#### [Data extract]
— START —
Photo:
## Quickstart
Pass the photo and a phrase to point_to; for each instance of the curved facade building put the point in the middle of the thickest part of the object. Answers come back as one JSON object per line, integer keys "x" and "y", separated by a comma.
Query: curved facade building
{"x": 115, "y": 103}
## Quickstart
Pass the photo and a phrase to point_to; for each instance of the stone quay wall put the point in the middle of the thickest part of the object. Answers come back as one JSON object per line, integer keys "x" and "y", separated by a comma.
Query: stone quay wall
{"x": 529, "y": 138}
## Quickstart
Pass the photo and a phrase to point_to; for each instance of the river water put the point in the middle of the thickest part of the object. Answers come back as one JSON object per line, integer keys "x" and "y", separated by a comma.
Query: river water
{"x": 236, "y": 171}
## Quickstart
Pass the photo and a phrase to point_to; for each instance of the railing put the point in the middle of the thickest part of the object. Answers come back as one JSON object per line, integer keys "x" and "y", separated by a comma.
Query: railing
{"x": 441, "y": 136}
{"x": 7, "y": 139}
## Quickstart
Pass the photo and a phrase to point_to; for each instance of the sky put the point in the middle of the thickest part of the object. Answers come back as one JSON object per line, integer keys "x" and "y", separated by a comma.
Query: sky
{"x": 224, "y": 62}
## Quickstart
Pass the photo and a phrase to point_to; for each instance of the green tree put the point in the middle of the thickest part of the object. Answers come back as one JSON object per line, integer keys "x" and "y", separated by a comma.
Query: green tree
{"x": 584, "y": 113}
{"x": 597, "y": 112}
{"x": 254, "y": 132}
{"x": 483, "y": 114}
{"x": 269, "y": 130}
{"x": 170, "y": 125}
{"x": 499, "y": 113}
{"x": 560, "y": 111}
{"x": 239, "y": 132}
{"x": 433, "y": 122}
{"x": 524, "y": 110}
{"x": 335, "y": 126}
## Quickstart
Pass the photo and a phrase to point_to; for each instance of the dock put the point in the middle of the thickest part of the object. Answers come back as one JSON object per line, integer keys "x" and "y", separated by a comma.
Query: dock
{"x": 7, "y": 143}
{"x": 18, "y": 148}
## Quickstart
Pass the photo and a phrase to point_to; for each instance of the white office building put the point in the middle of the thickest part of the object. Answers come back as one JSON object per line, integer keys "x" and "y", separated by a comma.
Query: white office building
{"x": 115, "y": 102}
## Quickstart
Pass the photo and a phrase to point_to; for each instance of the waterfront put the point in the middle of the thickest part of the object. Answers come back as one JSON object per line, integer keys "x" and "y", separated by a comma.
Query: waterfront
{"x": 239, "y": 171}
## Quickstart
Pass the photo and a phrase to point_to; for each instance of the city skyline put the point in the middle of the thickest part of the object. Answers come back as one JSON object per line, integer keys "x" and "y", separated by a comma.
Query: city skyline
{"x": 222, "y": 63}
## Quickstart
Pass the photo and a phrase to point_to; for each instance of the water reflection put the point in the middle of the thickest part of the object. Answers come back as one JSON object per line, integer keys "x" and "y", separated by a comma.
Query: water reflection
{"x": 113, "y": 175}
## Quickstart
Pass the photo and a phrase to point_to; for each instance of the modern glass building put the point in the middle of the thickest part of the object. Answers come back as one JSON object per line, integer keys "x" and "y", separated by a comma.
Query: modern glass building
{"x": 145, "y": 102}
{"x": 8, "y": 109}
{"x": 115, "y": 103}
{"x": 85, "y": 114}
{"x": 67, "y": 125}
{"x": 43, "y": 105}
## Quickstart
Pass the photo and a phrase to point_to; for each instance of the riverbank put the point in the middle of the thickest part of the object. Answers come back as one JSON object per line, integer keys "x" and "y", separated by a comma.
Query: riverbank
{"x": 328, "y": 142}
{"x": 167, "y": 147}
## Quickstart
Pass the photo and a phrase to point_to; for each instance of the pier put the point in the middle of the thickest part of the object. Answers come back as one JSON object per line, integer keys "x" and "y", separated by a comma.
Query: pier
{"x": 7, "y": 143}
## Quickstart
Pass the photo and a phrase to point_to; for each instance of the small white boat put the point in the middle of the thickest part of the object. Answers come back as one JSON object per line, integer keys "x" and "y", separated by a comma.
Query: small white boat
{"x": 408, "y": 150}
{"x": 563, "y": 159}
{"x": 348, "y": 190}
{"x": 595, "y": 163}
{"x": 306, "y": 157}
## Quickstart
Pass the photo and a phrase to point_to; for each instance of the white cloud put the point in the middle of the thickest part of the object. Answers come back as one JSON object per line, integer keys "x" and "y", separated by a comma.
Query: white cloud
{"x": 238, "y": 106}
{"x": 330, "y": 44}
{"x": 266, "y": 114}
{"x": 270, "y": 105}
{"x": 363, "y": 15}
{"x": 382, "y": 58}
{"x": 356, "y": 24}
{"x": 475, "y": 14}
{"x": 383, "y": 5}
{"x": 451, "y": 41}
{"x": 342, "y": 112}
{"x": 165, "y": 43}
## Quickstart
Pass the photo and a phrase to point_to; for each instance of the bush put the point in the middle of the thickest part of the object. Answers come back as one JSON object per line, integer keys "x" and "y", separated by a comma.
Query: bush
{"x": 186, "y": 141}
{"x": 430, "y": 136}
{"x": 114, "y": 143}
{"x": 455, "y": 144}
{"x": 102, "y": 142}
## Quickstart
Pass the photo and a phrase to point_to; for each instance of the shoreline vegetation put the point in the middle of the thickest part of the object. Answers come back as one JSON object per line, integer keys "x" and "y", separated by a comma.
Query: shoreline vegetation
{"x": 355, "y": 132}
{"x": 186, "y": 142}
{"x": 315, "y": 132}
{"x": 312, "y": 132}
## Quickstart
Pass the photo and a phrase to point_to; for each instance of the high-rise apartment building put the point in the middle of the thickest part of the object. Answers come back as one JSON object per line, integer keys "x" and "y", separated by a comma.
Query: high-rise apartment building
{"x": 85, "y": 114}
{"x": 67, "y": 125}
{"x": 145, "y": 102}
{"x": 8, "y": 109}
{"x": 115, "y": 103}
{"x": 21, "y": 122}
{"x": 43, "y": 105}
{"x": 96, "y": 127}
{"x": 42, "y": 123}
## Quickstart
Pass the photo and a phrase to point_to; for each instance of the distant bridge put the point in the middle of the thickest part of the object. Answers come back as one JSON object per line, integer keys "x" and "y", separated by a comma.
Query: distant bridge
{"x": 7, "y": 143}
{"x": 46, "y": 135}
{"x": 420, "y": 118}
— END —
#### [What you should do]
Each record above should be restated word for word.

#### [Exercise answer]
Photo:
## Quickstart
Pass the photo and a phrase to point_to; for each instance of the curved facade building put the point in the middle of the thickest part of the object. Answers come back as one JSON object per line, integer keys "x" and "y", separated by a comma.
Query: curved facade building
{"x": 115, "y": 103}
## Quickstart
Pass the photo and a phrase to point_to; for each instance of the stone quay wall put the point in the middle of the thickest part of the object. Answers come back as one JSON object per line, integer keys "x" and "y", separated by a comma.
Query: stone quay wall
{"x": 529, "y": 138}
## Quickstart
Pass the photo and a phrase to point_to; for each instance of the river water put the point in the middle of the thickest part of the object. Answers come back as one JSON object per line, integer keys "x" and "y", separated by a comma.
Query: river water
{"x": 236, "y": 171}
## Quickstart
Pass the photo and a phrase to point_to; for each instance of the railing put the point in the middle of the thickest part of the object. Answers come back as one JSON object per line, integer keys "x" and "y", separated by a comma.
Query: railing
{"x": 441, "y": 136}
{"x": 7, "y": 139}
## Quickstart
Pass the photo and a phrase to point_to; for each instance of the sky put the point in the middle of the thickest part of the object. Answers come back as one JSON object per line, integer keys "x" and "y", separated by a comma.
Query: sky
{"x": 224, "y": 62}
## Quickstart
Pass the photo and a phrase to point_to; for each instance of the green tree put the point in the middle of the thickest part of the object. Answers come back as one JSON object per line, integer keys "x" and "y", separated by a comma.
Query: green tree
{"x": 584, "y": 113}
{"x": 597, "y": 112}
{"x": 254, "y": 132}
{"x": 483, "y": 114}
{"x": 269, "y": 130}
{"x": 170, "y": 125}
{"x": 499, "y": 113}
{"x": 560, "y": 111}
{"x": 239, "y": 132}
{"x": 433, "y": 122}
{"x": 524, "y": 110}
{"x": 335, "y": 126}
## Quickstart
Pass the photo and a phrase to point_to; for each instance of the dock put the point in the middle of the thickest part of the object. Answers come back as one JSON object per line, integer keys "x" and "y", separated by a comma.
Query: dock
{"x": 7, "y": 143}
{"x": 18, "y": 148}
## Quickstart
Pass the photo and a phrase to point_to; for each instance of the white office building put the point in the middle of the thickest part of the object. Answers come back as one JSON object per line, integer keys "x" and "y", separated by a comma.
Query: white office building
{"x": 115, "y": 102}
## Quickstart
Pass the photo and a phrase to point_to; for each instance of the waterfront put the point in the middle of the thickest part of the object. Answers come back as one JSON object per line, integer keys "x" and "y", separated by a comma.
Query: waterfront
{"x": 239, "y": 171}
## Quickstart
Pass the photo and a phrase to point_to; for each instance of the city skyline put the point in the middle of the thickest part of the object. Answers come back as one JSON object per line, integer keys "x" and "y", separated by a comma.
Query: city skyline
{"x": 222, "y": 63}
## Quickstart
Pass the photo and a phrase to point_to; for each instance of the water reflection put the point in the middle of the thickest part of the object. Answers come back as one JSON object per line, integer keys "x" and "y", separated by a comma.
Query: water reflection
{"x": 113, "y": 175}
## Quickstart
Pass the photo and a phrase to point_to; for each instance of the modern glass building put the point in the middle of the thickest part of the object. Answers come back as one JSON object per line, integer keys "x" and "y", separated by a comma.
Query: modern glass building
{"x": 145, "y": 102}
{"x": 8, "y": 109}
{"x": 115, "y": 103}
{"x": 85, "y": 114}
{"x": 67, "y": 125}
{"x": 43, "y": 105}
## Quickstart
Pass the photo and a phrase to point_to; for each instance of the riverbank put the point in the middle of the thickest part of the object. Answers come back as one JSON object per line, integer keys "x" and "y", separated by a comma.
Query: riverbank
{"x": 328, "y": 142}
{"x": 167, "y": 147}
## Quickstart
Pass the photo and a phrase to point_to; for each instance of the pier put the point in the middle of the thickest part of the object. Answers come back as one JSON object per line, integer keys "x" and "y", separated by a comma.
Query: pier
{"x": 7, "y": 143}
## Quickstart
Pass the photo and a phrase to point_to; for each instance of the small white boat put the point in the middle of the thickest part of the object. Answers come back as one JSON object per line, integer keys "x" and "y", separated by a comma.
Query: small white boat
{"x": 408, "y": 150}
{"x": 563, "y": 159}
{"x": 348, "y": 190}
{"x": 595, "y": 163}
{"x": 306, "y": 157}
## Quickstart
Pass the photo and a phrase to point_to; for each instance of the white cloud put the point in the middle of the thickest part of the object. Answers come back as one JSON object per line, integer keys "x" and "y", separated by a comma.
Query: white cloud
{"x": 238, "y": 106}
{"x": 330, "y": 44}
{"x": 266, "y": 114}
{"x": 270, "y": 105}
{"x": 363, "y": 15}
{"x": 382, "y": 58}
{"x": 356, "y": 24}
{"x": 475, "y": 14}
{"x": 383, "y": 5}
{"x": 451, "y": 41}
{"x": 342, "y": 112}
{"x": 165, "y": 43}
## Quickstart
Pass the photo and a phrase to point_to; for each instance of the bush put the point in the middle of the thickest part of the object. Answers come back as one JSON object per line, integer keys "x" and "y", separated by a comma.
Query: bush
{"x": 186, "y": 141}
{"x": 430, "y": 136}
{"x": 114, "y": 143}
{"x": 455, "y": 144}
{"x": 102, "y": 142}
## Quickstart
Pass the photo and a phrase to point_to; for each instance of the shoreline vegetation put the point in the middle of the thickest part of the object. Answers come back as one JSON object per line, integer keys "x" and "y", separated by a comma.
Query: shoreline vegetation
{"x": 355, "y": 132}
{"x": 186, "y": 142}
{"x": 315, "y": 132}
{"x": 312, "y": 132}
## Quickstart
Pass the photo and a phrase to point_to; for each instance of the high-rise apartment building put the point in the middle of the thickest part of the object. Answers come back as one JSON object per line, integer keys "x" and "y", separated by a comma.
Query: high-rise apartment building
{"x": 85, "y": 114}
{"x": 67, "y": 125}
{"x": 145, "y": 102}
{"x": 8, "y": 109}
{"x": 115, "y": 103}
{"x": 21, "y": 122}
{"x": 43, "y": 105}
{"x": 96, "y": 127}
{"x": 42, "y": 123}
## Quickstart
Pass the photo and a phrase to point_to; for each instance of the distant bridge put the point in the middle of the thickest part of the object. Answers come back as one JSON object per line, integer keys "x" and "y", separated by a comma.
Query: distant bridge
{"x": 7, "y": 143}
{"x": 46, "y": 135}
{"x": 420, "y": 118}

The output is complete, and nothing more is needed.